# [Job]
Please report each line in the data below that contains the string "background". Uppercase and lowercase count as different.

# [Records for the exercise]
◆ ◆ ◆ ◆ ◆ ◆ ◆

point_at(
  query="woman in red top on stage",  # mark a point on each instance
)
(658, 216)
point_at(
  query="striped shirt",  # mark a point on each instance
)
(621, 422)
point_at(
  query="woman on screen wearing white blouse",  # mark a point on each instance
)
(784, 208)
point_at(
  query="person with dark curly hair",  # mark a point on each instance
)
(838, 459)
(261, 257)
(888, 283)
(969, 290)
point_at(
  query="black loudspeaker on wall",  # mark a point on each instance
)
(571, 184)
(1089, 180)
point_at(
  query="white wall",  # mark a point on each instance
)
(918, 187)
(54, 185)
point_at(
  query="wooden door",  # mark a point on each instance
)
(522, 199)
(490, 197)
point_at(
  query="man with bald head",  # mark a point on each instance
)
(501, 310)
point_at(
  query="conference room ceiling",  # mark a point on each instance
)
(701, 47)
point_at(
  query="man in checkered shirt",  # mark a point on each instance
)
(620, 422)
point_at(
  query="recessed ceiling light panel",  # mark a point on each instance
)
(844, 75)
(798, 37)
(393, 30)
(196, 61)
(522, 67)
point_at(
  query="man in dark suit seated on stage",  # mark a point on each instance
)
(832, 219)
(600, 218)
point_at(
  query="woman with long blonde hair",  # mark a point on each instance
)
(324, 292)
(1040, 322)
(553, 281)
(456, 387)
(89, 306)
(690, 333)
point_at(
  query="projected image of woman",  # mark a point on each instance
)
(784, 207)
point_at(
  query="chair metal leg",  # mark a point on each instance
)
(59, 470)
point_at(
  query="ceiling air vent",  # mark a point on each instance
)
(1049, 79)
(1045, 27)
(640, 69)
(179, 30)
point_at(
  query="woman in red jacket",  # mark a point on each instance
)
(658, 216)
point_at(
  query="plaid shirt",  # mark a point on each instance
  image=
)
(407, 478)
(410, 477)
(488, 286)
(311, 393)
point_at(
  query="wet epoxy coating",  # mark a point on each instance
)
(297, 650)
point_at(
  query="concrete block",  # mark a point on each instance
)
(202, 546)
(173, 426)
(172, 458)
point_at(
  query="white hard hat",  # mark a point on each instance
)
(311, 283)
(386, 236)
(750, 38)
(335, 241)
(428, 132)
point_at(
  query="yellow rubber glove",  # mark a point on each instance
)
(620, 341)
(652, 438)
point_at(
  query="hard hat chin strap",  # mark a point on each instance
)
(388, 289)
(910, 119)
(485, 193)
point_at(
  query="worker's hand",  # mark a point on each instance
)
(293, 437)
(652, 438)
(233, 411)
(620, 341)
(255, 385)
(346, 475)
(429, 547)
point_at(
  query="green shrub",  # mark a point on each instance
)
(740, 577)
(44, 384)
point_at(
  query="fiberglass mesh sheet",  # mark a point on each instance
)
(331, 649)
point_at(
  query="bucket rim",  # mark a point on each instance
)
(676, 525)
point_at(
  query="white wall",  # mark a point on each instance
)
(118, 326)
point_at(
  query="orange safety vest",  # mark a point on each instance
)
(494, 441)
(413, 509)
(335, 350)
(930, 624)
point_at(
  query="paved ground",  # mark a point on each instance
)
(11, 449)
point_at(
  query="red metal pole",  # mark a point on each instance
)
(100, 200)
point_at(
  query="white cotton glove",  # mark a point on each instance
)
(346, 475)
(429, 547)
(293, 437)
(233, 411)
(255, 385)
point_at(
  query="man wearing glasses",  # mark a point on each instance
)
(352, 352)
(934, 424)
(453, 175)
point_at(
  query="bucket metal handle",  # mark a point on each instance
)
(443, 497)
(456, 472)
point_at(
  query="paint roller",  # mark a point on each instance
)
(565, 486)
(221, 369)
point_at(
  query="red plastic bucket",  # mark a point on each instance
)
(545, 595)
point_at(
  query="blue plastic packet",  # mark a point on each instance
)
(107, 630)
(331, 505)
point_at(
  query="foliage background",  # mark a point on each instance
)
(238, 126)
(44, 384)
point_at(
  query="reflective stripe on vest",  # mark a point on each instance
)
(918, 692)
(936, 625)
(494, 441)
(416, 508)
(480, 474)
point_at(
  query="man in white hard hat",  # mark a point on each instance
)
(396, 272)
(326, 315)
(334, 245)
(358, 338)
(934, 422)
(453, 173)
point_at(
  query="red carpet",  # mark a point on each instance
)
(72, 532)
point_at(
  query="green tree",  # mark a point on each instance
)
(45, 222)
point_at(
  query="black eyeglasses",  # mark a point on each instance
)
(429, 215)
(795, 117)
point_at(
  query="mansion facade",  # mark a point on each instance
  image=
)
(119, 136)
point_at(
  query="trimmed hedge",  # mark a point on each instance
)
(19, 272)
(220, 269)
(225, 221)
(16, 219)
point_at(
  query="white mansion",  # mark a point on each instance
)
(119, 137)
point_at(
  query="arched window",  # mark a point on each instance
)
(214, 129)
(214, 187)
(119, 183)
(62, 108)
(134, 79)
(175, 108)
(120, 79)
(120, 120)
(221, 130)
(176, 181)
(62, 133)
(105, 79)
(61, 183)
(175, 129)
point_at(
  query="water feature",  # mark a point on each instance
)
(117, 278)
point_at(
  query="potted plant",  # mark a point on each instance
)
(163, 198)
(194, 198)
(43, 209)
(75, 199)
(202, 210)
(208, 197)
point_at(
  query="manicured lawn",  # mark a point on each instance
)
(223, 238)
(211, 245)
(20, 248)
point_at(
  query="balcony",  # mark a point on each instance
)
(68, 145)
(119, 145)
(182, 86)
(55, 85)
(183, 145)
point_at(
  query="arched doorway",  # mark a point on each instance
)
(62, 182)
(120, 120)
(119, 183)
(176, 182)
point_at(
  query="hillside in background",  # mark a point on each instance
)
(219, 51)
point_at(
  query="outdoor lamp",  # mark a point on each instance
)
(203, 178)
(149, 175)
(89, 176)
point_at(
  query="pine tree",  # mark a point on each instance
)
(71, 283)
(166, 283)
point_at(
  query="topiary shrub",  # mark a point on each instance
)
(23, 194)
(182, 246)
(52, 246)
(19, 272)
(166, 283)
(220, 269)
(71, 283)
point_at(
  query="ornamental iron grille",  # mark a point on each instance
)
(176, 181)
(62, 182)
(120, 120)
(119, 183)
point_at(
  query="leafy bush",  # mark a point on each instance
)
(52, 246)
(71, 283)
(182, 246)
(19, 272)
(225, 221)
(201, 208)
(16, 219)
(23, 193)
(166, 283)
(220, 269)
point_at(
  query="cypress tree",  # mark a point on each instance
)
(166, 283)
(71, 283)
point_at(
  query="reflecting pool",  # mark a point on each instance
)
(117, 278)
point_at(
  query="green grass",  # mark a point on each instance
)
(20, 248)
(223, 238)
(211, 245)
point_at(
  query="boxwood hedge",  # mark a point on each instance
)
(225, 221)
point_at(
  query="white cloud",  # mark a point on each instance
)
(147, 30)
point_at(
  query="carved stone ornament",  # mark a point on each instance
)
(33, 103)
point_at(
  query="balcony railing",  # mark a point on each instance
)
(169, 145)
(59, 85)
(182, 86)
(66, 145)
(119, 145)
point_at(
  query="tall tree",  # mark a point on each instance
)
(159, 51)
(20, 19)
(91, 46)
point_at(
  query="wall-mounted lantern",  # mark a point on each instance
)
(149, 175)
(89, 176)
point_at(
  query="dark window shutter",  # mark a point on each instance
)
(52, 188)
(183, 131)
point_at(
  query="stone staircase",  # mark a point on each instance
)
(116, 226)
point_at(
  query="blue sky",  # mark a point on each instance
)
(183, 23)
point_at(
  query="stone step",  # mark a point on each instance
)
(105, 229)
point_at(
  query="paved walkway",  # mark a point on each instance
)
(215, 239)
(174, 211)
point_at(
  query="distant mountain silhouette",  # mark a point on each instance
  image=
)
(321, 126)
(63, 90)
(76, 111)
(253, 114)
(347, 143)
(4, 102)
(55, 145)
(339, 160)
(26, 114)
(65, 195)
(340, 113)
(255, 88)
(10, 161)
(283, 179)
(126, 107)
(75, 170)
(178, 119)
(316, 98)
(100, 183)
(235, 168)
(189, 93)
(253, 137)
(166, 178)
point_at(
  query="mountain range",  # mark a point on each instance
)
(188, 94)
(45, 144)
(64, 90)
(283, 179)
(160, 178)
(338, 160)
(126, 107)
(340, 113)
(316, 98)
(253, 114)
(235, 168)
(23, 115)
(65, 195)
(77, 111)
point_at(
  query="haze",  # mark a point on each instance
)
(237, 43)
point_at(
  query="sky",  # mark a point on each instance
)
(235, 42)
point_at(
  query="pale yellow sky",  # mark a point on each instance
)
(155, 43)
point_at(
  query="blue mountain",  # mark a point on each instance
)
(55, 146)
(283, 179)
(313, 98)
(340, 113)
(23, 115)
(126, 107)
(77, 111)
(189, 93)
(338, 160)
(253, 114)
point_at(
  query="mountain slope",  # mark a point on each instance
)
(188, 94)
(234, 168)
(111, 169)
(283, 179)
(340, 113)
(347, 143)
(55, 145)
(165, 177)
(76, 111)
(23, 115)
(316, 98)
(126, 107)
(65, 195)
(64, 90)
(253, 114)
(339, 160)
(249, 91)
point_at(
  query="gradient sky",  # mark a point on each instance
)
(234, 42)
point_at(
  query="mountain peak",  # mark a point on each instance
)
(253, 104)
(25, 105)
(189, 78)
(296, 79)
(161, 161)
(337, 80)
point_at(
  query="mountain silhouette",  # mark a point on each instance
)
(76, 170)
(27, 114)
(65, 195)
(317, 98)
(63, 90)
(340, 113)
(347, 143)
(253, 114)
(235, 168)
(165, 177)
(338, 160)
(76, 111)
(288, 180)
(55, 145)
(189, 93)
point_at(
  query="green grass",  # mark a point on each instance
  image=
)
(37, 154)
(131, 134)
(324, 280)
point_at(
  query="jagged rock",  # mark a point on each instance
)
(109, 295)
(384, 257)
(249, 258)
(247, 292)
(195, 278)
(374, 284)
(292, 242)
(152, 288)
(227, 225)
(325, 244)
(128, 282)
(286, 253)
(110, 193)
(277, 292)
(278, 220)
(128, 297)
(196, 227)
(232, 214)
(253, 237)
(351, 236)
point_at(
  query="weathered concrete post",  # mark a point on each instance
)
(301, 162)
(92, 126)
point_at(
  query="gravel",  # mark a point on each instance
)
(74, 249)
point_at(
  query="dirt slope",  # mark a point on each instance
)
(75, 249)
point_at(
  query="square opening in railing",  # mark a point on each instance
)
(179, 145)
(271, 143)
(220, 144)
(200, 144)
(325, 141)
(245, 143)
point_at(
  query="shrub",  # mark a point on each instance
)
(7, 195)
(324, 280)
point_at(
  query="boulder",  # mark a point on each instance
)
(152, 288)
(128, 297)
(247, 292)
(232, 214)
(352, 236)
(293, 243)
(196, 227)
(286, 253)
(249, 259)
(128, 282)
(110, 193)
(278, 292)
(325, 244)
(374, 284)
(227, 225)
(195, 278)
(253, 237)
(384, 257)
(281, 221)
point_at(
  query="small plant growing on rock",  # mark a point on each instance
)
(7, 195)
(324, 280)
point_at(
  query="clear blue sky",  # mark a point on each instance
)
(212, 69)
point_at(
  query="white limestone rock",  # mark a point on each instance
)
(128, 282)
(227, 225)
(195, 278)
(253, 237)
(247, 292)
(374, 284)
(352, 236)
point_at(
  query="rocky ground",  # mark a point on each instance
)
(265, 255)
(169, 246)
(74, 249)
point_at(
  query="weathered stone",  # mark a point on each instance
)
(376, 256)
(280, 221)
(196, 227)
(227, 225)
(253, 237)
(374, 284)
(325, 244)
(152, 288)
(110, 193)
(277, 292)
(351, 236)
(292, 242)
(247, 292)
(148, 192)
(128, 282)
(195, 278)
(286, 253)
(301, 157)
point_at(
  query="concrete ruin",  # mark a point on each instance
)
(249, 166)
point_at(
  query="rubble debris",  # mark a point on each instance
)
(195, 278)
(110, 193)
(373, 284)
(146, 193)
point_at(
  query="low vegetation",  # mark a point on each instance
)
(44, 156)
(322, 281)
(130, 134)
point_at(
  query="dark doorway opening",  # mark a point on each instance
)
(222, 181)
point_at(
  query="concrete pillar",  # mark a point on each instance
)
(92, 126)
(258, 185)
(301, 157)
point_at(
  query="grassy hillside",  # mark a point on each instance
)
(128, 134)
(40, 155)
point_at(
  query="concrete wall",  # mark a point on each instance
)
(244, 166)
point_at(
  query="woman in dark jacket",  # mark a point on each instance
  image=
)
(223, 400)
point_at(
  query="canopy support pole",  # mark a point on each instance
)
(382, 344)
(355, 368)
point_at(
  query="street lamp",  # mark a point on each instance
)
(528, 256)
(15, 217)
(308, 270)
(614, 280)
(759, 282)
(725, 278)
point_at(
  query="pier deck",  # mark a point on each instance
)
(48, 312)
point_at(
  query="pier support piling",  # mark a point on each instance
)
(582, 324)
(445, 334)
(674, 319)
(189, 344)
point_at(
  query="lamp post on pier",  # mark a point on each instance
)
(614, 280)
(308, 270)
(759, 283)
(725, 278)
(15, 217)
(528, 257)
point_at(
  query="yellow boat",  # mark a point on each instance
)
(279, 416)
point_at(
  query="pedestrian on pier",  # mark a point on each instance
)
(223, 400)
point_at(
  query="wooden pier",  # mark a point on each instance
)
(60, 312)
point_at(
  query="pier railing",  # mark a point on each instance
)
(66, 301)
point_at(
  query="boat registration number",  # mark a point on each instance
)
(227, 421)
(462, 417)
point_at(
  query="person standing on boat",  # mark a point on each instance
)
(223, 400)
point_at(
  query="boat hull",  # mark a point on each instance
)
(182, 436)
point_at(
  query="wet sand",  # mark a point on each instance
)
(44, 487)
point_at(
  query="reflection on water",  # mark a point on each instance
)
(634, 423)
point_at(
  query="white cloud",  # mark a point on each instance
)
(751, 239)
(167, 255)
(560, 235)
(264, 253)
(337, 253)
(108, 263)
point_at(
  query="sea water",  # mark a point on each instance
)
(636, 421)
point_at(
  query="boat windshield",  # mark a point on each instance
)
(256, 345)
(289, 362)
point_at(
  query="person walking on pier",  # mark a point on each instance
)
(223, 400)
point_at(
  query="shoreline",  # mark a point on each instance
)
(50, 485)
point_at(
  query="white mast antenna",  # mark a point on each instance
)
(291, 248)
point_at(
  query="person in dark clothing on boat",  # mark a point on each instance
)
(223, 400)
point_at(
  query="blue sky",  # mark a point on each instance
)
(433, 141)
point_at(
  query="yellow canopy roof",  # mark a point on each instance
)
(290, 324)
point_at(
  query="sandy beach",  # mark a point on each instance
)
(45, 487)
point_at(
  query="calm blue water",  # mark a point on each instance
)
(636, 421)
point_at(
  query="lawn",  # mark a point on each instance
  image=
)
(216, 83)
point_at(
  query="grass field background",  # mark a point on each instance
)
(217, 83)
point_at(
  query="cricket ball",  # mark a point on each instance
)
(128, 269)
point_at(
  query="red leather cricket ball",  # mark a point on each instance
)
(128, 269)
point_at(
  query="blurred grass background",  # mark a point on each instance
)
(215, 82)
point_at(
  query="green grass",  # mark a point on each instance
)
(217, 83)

◆ ◆ ◆ ◆ ◆ ◆ ◆

# [Task answer]
  query="foliage background",  # mark a point on each instance
  query="hillside in background",  # mark a point on each instance
  query="grass field background",  # mark a point on each instance
  query="blurred grass background",  # mark a point on each instance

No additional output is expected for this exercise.